Available data START
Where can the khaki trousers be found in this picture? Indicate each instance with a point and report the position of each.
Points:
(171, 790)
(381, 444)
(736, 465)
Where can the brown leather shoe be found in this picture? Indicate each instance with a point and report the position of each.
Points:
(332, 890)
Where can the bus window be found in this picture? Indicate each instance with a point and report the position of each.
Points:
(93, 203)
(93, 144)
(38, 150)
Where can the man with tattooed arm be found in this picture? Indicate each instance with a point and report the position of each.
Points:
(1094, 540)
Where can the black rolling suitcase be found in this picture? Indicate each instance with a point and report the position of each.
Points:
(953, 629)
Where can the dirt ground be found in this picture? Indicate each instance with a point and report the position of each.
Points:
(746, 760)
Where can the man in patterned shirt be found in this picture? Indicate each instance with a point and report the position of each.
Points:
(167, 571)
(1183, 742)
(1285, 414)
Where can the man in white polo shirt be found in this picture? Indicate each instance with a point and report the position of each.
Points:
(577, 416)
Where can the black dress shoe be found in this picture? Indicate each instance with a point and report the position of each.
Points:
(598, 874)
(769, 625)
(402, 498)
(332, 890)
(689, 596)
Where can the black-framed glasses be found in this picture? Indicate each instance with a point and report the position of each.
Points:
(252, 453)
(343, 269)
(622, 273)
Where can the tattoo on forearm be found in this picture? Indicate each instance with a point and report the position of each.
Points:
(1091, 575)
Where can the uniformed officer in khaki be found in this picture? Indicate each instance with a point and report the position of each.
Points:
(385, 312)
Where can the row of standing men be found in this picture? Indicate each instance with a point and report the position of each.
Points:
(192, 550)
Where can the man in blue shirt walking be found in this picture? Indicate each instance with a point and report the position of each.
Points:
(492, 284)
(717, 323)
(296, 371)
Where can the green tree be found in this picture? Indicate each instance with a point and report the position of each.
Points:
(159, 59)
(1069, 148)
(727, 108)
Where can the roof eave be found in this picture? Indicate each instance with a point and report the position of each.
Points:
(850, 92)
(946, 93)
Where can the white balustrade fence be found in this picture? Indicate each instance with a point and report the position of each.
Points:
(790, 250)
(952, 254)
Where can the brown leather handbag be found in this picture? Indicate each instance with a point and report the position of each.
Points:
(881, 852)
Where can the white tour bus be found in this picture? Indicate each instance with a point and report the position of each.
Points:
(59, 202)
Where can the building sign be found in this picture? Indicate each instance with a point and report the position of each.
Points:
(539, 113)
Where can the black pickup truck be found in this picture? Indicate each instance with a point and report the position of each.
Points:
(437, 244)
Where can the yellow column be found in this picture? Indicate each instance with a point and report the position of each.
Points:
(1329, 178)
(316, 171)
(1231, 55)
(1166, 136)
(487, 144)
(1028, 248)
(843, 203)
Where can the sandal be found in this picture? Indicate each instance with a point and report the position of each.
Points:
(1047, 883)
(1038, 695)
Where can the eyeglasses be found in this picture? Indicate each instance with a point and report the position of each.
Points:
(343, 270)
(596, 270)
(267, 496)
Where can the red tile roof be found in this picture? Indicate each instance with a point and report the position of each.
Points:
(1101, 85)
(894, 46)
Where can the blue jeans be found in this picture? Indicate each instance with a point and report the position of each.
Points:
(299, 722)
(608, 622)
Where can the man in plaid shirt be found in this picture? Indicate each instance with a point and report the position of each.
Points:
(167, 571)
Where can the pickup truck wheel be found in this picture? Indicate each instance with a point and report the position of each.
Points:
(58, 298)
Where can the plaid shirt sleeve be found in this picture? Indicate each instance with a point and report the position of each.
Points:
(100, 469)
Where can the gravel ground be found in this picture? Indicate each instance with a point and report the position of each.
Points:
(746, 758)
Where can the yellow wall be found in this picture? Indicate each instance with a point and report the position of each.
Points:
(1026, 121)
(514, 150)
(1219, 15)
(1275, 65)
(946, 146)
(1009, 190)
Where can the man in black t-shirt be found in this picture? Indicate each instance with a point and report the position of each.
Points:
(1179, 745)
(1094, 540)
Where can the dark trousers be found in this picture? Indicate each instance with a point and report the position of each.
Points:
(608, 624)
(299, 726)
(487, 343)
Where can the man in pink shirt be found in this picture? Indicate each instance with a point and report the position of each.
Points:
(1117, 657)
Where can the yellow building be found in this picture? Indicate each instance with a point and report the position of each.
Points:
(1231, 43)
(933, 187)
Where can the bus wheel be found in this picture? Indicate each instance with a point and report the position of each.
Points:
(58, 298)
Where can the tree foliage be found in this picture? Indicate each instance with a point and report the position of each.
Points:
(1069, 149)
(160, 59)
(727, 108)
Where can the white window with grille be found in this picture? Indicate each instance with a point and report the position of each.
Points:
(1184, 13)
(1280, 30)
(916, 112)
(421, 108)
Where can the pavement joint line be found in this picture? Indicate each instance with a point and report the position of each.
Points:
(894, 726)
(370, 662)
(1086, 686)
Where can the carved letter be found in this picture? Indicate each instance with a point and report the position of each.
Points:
Available data END
(What you have to do)
Every line above that holds "trousers" should be copied out.

(Answer to the problem)
Where can the khaki trousers be found in this picture? Indicate each instance with a point and report the position of each.
Where can the dark trousers be found in this picture? Indicate each instance with a point and report the position of each.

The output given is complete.